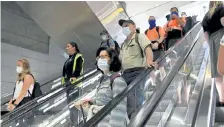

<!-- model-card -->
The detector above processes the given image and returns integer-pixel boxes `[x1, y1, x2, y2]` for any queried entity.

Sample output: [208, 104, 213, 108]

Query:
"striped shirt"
[93, 75, 128, 127]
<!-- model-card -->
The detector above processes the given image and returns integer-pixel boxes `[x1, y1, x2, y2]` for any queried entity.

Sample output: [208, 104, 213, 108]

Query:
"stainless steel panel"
[17, 1, 105, 65]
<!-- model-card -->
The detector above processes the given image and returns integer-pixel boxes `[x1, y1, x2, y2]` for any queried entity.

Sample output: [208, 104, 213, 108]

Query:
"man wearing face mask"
[118, 19, 155, 85]
[100, 30, 115, 49]
[118, 19, 155, 117]
[145, 16, 165, 61]
[164, 7, 186, 50]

__Aim of the task__
In your copy, restate the data above word for word but leave out any picture.

__Completed exercise__
<!-- model-card -->
The detector above processes the given image and returns integer-pixel boxes `[x1, y1, x2, y2]` for any queried entity.

Sample output: [208, 104, 213, 108]

Query:
"striped shirt"
[93, 75, 128, 127]
<!-- model-card -->
The detector above processes the given image and returns integer-pixel boxes `[x1, y1, x2, y2]` for any queried entity.

Sample output: [208, 104, 213, 108]

Query:
"stainless steel panel"
[17, 1, 105, 65]
<!-- model-card -->
The detector above processes the given image and returns integer-pixel boxes `[x1, y1, x2, y2]` for any queried entity.

Sample output: [208, 104, 213, 108]

Query:
"man wearing face mask"
[118, 19, 155, 85]
[100, 30, 115, 49]
[118, 19, 155, 117]
[145, 16, 165, 61]
[164, 7, 186, 50]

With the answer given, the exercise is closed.